==== Data in this exercise ====
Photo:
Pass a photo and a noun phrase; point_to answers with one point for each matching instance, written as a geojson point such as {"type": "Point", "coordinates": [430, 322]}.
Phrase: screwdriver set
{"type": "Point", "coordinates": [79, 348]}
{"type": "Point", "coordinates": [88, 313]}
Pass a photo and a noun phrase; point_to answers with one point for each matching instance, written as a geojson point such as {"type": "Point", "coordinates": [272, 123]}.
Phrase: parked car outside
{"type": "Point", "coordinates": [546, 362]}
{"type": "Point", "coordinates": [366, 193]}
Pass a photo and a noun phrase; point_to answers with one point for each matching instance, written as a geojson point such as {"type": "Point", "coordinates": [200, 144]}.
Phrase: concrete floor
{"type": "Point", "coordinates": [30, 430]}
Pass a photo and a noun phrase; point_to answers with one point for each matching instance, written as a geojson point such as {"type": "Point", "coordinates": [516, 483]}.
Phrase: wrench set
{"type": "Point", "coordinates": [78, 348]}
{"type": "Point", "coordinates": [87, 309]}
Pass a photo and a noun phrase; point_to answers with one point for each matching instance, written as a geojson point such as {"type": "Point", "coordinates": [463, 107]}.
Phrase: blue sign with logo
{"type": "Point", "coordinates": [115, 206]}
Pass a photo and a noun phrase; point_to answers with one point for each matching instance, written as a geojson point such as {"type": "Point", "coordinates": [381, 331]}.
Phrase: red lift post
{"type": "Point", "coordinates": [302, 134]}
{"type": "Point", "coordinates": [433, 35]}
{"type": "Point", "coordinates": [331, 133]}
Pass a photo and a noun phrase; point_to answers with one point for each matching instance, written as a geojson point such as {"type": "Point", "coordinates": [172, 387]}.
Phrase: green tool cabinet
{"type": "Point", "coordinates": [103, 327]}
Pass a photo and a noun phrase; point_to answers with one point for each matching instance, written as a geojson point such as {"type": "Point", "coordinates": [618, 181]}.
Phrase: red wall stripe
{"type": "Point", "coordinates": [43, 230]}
====
◆ **To be done**
Please set the lines above out as a Markdown table with two columns, Row and Text: number each line in Row, put the line itself in Text, and leave out blank lines.

◆ **Complete output**
| Row | Text |
|---|---|
| 1 | Photo: |
| 2 | Pass a photo and a noun phrase; point_to answers with one point for each matching instance, written as a geojson point such as {"type": "Point", "coordinates": [430, 322]}. |
| 3 | Phrase: screwdriver set |
| 4 | {"type": "Point", "coordinates": [79, 348]} |
| 5 | {"type": "Point", "coordinates": [88, 313]} |
| 6 | Pass a photo and a noun phrase; point_to answers with one point for each matching instance, written as a geojson point such as {"type": "Point", "coordinates": [272, 123]}. |
| 7 | Phrase: parked car outside |
| 8 | {"type": "Point", "coordinates": [546, 362]} |
| 9 | {"type": "Point", "coordinates": [366, 193]} |
| 10 | Pass a photo and a noun phrase; point_to answers with one point for each matching instance, written as a geojson point such as {"type": "Point", "coordinates": [200, 144]}. |
| 11 | Phrase: concrete floor |
| 12 | {"type": "Point", "coordinates": [30, 430]} |
| 13 | Pass a photo and a noun phrase; point_to answers with one point for each matching instance, written as a geojson point such as {"type": "Point", "coordinates": [516, 483]}. |
| 14 | Phrase: wrench set |
| 15 | {"type": "Point", "coordinates": [78, 348]} |
| 16 | {"type": "Point", "coordinates": [87, 309]} |
| 17 | Pass a photo and a noun phrase; point_to answers with one point for each matching instance, written as a geojson point such as {"type": "Point", "coordinates": [463, 107]}. |
| 18 | Phrase: blue sign with logo |
| 19 | {"type": "Point", "coordinates": [115, 206]} |
| 20 | Pass a photo and a noun phrase; point_to answers with one point for each matching instance, written as a geojson point such as {"type": "Point", "coordinates": [381, 331]}. |
| 21 | Phrase: red lift post |
| 22 | {"type": "Point", "coordinates": [302, 134]} |
| 23 | {"type": "Point", "coordinates": [433, 35]} |
| 24 | {"type": "Point", "coordinates": [331, 133]} |
| 25 | Pass a photo and a noun phrase; point_to answers with one point for each matching instance, written as a geojson point such as {"type": "Point", "coordinates": [172, 387]}. |
| 26 | Phrase: green tool cabinet |
| 27 | {"type": "Point", "coordinates": [103, 327]} |
| 28 | Pass a photo and a noun phrase; point_to answers with one point for each matching instance, written as a geojson point such as {"type": "Point", "coordinates": [618, 181]}. |
| 29 | Phrase: red wall stripe |
| 30 | {"type": "Point", "coordinates": [43, 230]} |